▶ [Passage shown]
----

Design Patterns in Linux Kernel: Fancy Tricks With Linked Lists

Dave Hylands dhylands at gmail.com
Tue Mar 19 11:53:27 EDT 2013


Hi Arlie,


On Tue, Mar 19, 2013 at 8:34 AM, Arlie Stephens <arlie at worldash.org> wrote:
>
> Hi Folks,
>
> I'm trying to understand the linux way of doing things, so as to write
> code which will be easier for experienced linux kernel people to
> understand. Yesterday I wound up in a 3 engineer discussion about
> something conceptually simple, that just didn't want to be done with
> the tools at hand; what's worse, the only ways I could see to do it
> were (a) do my own linked lists or (b) write some routines that relied
> kind of heavily on the never-mentioned-in-documentation details of
> linux/list.h   I'll probably go with option (b), as that seems less
> insane, but I thought I might as well ask here as well.
>
> Here's the problem. I have a collection of resources. Call them
> A,B,C,D but note that resources get added at run time, so I don't know
> how many to expect. I want to go through them in a round robin
> fashion, but not all at once. On the first request, I use A. On a
> later request I use B, etc. This seems to me to map naturally to a
> circular linked list, with a "cursor" - a pointer of some kind to the
> next one I want to use. To make my specific situation more
> interesting, I actually have multiple cursors - that may or may not
> happen to point to the same node at any given time, but usually will
> not.
>
> This is where I wish I could draw pictures in ascii emails ;-)
> Perhaps the following will come through halfway sanely:
>
> C1 C2 C3
> V /    V
> A<->B<->C-<->D
> ^------------^
>
> list.h implements a circular linked list - see for example
> http://www.makelinux.net/books/lkd2/app01lev1sec2 - so I thought this
> would be easy and natural. But then I discovered there was no such
> thing as a list_next(). OK, I can write it - Something like:
> cursor->resource = list_entry(cursor->resource->link.next, struct
resource, link);
> But the fact there was no interface made me ask advice from colleagues.
> And that's when the debate erupted.
>
> First of all, it's unclear whether that would even work. If the list
> is initialized following the standard pardigm, there may be a "head"

----

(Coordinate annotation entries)
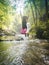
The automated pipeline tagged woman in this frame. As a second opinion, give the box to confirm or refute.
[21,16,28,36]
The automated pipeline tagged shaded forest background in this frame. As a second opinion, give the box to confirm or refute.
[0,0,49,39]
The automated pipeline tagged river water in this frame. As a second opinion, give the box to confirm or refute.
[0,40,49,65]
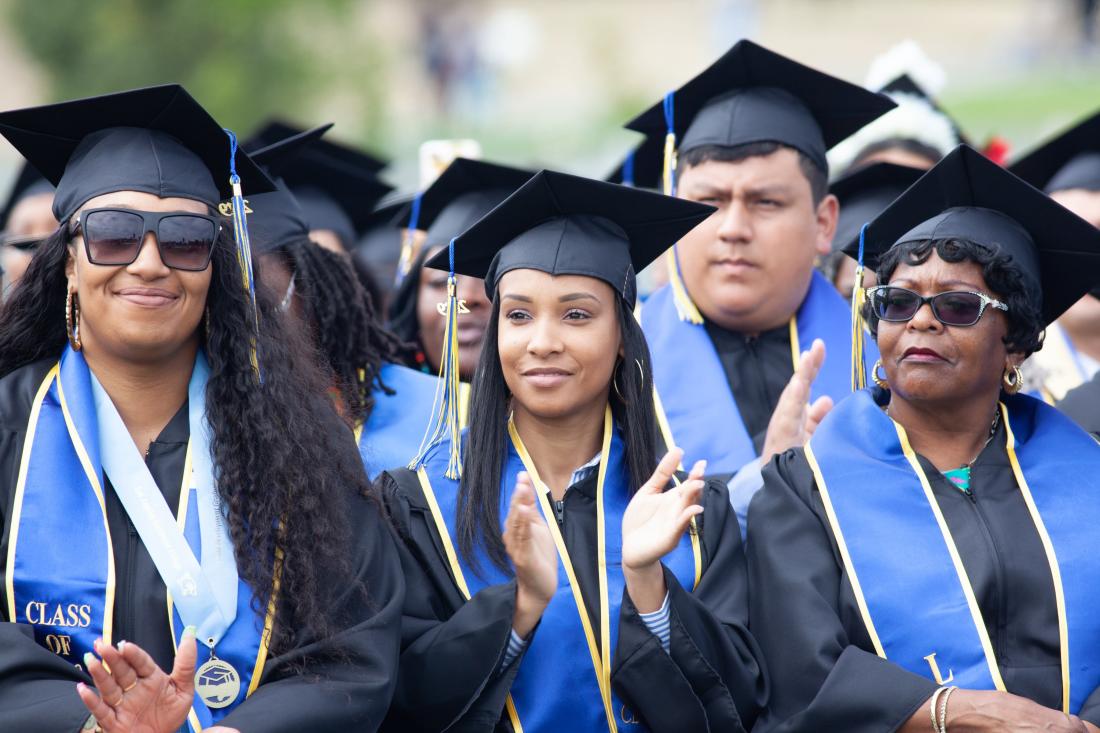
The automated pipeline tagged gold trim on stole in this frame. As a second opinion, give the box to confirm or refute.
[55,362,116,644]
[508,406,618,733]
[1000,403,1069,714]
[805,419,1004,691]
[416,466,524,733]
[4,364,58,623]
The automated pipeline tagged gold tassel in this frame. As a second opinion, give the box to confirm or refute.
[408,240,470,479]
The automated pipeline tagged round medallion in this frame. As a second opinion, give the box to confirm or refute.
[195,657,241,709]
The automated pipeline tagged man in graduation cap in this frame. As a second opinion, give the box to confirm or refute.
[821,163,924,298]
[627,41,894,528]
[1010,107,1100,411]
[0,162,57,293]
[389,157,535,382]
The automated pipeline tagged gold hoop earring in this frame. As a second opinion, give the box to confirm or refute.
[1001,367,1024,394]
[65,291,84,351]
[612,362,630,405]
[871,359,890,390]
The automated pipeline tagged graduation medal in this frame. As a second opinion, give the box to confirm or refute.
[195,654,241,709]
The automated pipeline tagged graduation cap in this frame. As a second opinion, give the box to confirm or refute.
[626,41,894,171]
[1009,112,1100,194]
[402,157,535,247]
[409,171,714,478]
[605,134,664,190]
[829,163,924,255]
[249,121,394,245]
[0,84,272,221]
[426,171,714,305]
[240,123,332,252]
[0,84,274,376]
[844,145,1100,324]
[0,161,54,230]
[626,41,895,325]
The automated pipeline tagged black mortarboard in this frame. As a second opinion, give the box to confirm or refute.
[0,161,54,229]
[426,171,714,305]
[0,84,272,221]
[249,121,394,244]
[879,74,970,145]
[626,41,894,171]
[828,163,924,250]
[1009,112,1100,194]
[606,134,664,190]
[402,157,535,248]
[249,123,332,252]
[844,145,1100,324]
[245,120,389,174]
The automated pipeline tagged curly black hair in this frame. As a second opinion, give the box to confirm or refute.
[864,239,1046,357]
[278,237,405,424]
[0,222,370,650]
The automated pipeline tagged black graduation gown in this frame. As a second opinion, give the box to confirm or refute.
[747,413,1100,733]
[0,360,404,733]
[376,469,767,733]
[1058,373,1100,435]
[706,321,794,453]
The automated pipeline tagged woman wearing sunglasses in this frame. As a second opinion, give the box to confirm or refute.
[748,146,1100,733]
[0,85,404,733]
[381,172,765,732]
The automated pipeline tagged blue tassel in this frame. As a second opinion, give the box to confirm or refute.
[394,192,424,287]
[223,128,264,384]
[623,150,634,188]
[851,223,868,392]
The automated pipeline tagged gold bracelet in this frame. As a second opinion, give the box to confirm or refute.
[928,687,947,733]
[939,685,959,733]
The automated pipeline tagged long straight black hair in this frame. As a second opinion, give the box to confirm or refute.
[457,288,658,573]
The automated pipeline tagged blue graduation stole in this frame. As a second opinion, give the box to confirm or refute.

----

▶ [Task brief]
In the post on linked lists, why does the writer think the resource problem maps naturally onto a circular linked list with a cursor? These items have no connection to the post on linked lists.

▶ [Result below]
The writer wants to use the resources in round-robin fashion, one per request rather than all at once: A on the first request, B on a later one, and so on. A circular list with a cursor pointing to the next resource to use fits that pattern. Since list.h already implements a circular linked list, the writer expected this to be easy.